Requirement —
Repeat every entry word for word, skipping the pictures.

-- Records for this task start --

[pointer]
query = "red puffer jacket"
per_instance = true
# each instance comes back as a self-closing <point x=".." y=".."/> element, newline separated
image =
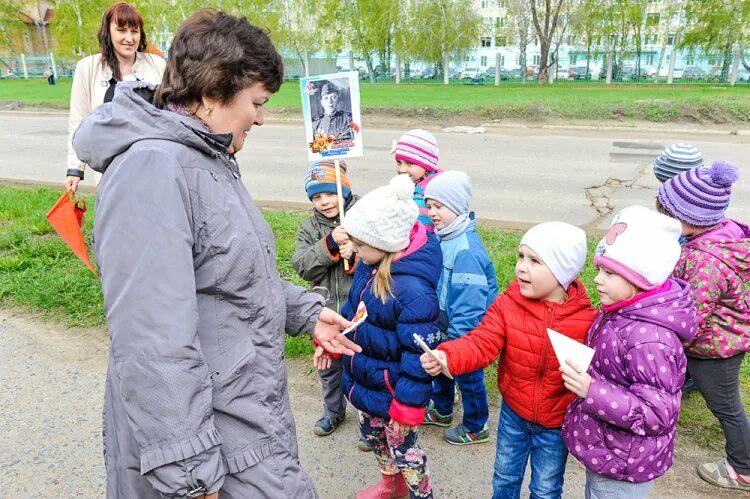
<point x="515" y="328"/>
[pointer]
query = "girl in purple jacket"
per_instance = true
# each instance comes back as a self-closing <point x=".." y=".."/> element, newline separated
<point x="622" y="426"/>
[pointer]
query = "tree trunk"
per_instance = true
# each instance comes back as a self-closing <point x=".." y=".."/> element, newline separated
<point x="672" y="60"/>
<point x="446" y="66"/>
<point x="544" y="45"/>
<point x="726" y="63"/>
<point x="370" y="69"/>
<point x="735" y="65"/>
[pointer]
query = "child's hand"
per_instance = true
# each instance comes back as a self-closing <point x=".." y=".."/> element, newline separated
<point x="401" y="428"/>
<point x="430" y="365"/>
<point x="575" y="381"/>
<point x="321" y="360"/>
<point x="345" y="250"/>
<point x="339" y="235"/>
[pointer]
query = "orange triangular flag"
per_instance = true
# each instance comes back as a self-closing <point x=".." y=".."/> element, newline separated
<point x="66" y="217"/>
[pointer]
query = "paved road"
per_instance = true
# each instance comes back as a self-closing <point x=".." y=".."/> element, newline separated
<point x="520" y="176"/>
<point x="51" y="392"/>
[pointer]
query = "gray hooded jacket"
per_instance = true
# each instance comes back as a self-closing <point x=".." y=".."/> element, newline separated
<point x="196" y="392"/>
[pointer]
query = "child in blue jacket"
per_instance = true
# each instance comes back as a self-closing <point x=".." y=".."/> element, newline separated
<point x="396" y="279"/>
<point x="467" y="288"/>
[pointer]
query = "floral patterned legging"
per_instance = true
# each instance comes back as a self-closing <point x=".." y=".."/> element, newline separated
<point x="397" y="454"/>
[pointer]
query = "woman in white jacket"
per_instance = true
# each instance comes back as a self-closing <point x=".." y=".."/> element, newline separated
<point x="122" y="57"/>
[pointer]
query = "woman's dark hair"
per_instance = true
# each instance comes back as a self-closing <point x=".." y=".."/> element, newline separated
<point x="122" y="14"/>
<point x="216" y="55"/>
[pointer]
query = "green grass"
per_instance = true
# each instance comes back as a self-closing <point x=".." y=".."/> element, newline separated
<point x="511" y="101"/>
<point x="40" y="274"/>
<point x="37" y="92"/>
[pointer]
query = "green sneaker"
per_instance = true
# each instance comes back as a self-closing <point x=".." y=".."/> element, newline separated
<point x="363" y="445"/>
<point x="723" y="475"/>
<point x="459" y="436"/>
<point x="431" y="416"/>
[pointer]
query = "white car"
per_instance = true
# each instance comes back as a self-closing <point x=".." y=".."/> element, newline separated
<point x="470" y="73"/>
<point x="664" y="71"/>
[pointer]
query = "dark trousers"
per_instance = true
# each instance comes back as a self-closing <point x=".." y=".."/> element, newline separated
<point x="718" y="380"/>
<point x="334" y="401"/>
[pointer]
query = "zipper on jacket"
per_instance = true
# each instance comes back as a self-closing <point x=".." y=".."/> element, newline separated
<point x="542" y="367"/>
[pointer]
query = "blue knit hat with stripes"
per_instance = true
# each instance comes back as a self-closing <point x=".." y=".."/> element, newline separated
<point x="676" y="159"/>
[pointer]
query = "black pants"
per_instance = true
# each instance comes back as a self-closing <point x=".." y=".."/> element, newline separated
<point x="718" y="380"/>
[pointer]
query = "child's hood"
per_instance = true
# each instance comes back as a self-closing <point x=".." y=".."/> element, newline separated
<point x="422" y="258"/>
<point x="332" y="223"/>
<point x="577" y="301"/>
<point x="730" y="243"/>
<point x="672" y="309"/>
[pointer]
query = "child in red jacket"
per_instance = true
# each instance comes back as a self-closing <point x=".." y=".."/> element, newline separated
<point x="544" y="294"/>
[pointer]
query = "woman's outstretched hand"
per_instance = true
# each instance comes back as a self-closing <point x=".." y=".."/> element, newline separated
<point x="321" y="360"/>
<point x="328" y="333"/>
<point x="432" y="366"/>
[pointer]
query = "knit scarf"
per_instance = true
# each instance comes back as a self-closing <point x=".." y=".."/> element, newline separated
<point x="455" y="228"/>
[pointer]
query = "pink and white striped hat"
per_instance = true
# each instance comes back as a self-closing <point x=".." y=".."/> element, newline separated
<point x="417" y="147"/>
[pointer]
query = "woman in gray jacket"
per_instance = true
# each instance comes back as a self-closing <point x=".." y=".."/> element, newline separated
<point x="196" y="398"/>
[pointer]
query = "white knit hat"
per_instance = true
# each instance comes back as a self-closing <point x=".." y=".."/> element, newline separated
<point x="561" y="246"/>
<point x="641" y="245"/>
<point x="383" y="218"/>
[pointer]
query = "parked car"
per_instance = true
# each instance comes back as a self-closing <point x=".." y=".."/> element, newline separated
<point x="580" y="73"/>
<point x="693" y="73"/>
<point x="427" y="73"/>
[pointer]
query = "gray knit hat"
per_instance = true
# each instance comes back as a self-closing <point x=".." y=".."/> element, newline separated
<point x="676" y="159"/>
<point x="451" y="189"/>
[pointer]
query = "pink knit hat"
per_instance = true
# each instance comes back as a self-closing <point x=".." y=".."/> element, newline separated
<point x="418" y="147"/>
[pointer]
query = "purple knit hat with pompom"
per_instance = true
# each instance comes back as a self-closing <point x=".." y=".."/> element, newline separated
<point x="700" y="196"/>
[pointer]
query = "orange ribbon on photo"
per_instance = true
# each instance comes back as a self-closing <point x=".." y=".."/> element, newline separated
<point x="66" y="217"/>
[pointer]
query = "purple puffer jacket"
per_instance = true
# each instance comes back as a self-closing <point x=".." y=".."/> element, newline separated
<point x="625" y="427"/>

-- Records for this task end --

Response —
[pointer]
query = "red puffer jacket"
per_instance = true
# each instance comes back as a self-closing <point x=".." y=".."/> element, newline separated
image =
<point x="515" y="328"/>
[pointer]
query = "girl in purple jacket"
per_instance = true
# each instance comes back as a self-closing <point x=".." y=".."/> element, newline separated
<point x="622" y="426"/>
[pointer]
query = "tree trunk"
per_instance = true
# each instance comes back as a self-closing <point x=".." y=".."/> element, newline separated
<point x="672" y="60"/>
<point x="446" y="66"/>
<point x="544" y="45"/>
<point x="726" y="63"/>
<point x="370" y="69"/>
<point x="735" y="65"/>
[pointer]
query = "child's hand"
per_instance = true
# each instance comes back as a self-closing <point x=".." y=".."/> element, newline separated
<point x="401" y="428"/>
<point x="430" y="365"/>
<point x="575" y="381"/>
<point x="321" y="360"/>
<point x="345" y="250"/>
<point x="339" y="235"/>
[pointer]
query = "orange triangular flag"
per_instance = true
# each instance comes back as a self-closing <point x=".." y=".."/> element, newline separated
<point x="66" y="217"/>
[pointer]
query = "paved road"
per_instance = true
# each instance comes back as a self-closing <point x=".." y=".."/> element, newline separated
<point x="520" y="176"/>
<point x="51" y="392"/>
[pointer]
query = "gray hooded jacket"
per_instance = true
# each instance comes back as a self-closing <point x=".." y=".."/> element, newline separated
<point x="196" y="392"/>
[pointer]
query = "child in blue jacket"
per_instance = true
# each instance comes back as a self-closing <point x=".." y=".."/> element, newline separated
<point x="396" y="279"/>
<point x="467" y="288"/>
[pointer]
query = "floral patterned legging"
per_instance = true
# each instance comes back as a self-closing <point x=".." y=".."/> element, newline separated
<point x="397" y="454"/>
[pointer]
query = "woman in white jacket"
per_instance = true
# each instance comes back as a self-closing <point x=".." y=".."/> element, newline separated
<point x="122" y="57"/>
[pointer]
query = "woman's dark hair"
per_instance = true
# each instance comes back as a self-closing <point x=".." y=".."/> element, newline separated
<point x="122" y="14"/>
<point x="216" y="55"/>
[pointer]
query = "green grass"
per_instance = true
# each instance comes back as a self-closing <point x=".." y=".."/> element, newline separated
<point x="511" y="101"/>
<point x="40" y="274"/>
<point x="37" y="92"/>
[pointer]
query = "green sneaker"
per_instance = true
# each instance comes back as a self-closing <point x=".." y=".."/> element, newline separated
<point x="363" y="445"/>
<point x="723" y="475"/>
<point x="459" y="436"/>
<point x="431" y="416"/>
[pointer]
query = "white car"
per_instance = true
# each instance comes back as a self-closing <point x=".." y=".."/> element, newline separated
<point x="470" y="73"/>
<point x="664" y="71"/>
[pointer]
query = "dark trousers"
per_instance = true
# each instance comes back as a self-closing <point x=".." y=".."/> element, newline separated
<point x="718" y="380"/>
<point x="334" y="401"/>
[pointer]
query = "zipper on jacket"
per_instance = true
# each instance comes back as a self-closing <point x=".." y=".."/> element, newline separated
<point x="542" y="367"/>
[pointer]
query = "blue knit hat with stripes"
per_instance = true
# each instance comes back as a self-closing <point x=".." y=".."/> element, newline separated
<point x="676" y="159"/>
[pointer]
query = "black pants"
per_instance = true
# each instance comes back as a self-closing <point x=".." y=".."/> element, newline separated
<point x="718" y="380"/>
[pointer]
query = "child's hood"
per_instance = true
# each instance comes back as a self-closing <point x=".." y=".."/> element, newline separated
<point x="422" y="258"/>
<point x="332" y="223"/>
<point x="577" y="301"/>
<point x="730" y="243"/>
<point x="672" y="309"/>
[pointer]
query = "child in red jacket"
per_instance = true
# each instance comes back as a self-closing <point x=".." y=".."/> element, newline separated
<point x="544" y="294"/>
[pointer]
query = "woman's outstretched hand"
per_instance = true
# each instance comes back as a self-closing <point x=".." y=".."/> element, newline separated
<point x="321" y="360"/>
<point x="328" y="333"/>
<point x="432" y="366"/>
[pointer]
query = "knit scarf"
per_instance = true
# each instance comes back as a self-closing <point x=".." y=".."/> element, newline separated
<point x="455" y="228"/>
[pointer]
query = "pink and white striped hat"
per_instance = true
# each instance comes back as a self-closing <point x=".." y=".."/> element, newline separated
<point x="417" y="147"/>
[pointer]
query = "woman in gray jacket"
per_instance = true
# each instance comes back as a self-closing <point x=".." y=".."/> element, newline separated
<point x="196" y="398"/>
[pointer]
query = "white knit hat"
per_instance = true
# each instance comes back as a self-closing <point x=".." y=".."/> element, newline separated
<point x="561" y="246"/>
<point x="641" y="245"/>
<point x="383" y="218"/>
[pointer]
query = "parked car"
per_instance = true
# each instance comes back as a self-closing <point x=".." y=".."/> element, newline separated
<point x="580" y="73"/>
<point x="693" y="73"/>
<point x="427" y="73"/>
[pointer]
query = "gray knit hat"
per_instance = true
# each instance comes back as a self-closing <point x=".." y=".."/> element, newline separated
<point x="676" y="159"/>
<point x="451" y="189"/>
[pointer]
query = "pink knit hat"
per_instance = true
# each instance comes back as a self-closing <point x=".." y=".."/> element, newline separated
<point x="418" y="147"/>
[pointer]
query = "purple knit hat with pompom"
per_instance = true
# each instance comes back as a self-closing <point x=".." y=".."/> element, newline separated
<point x="700" y="196"/>
[pointer]
query = "orange ribbon on photo"
per_instance = true
# each instance comes back as a self-closing <point x=".." y=".."/> element, newline separated
<point x="66" y="217"/>
[pointer]
query = "purple puffer jacket"
per_instance = true
# each instance comes back as a self-closing <point x=".." y=".."/> element, newline separated
<point x="625" y="427"/>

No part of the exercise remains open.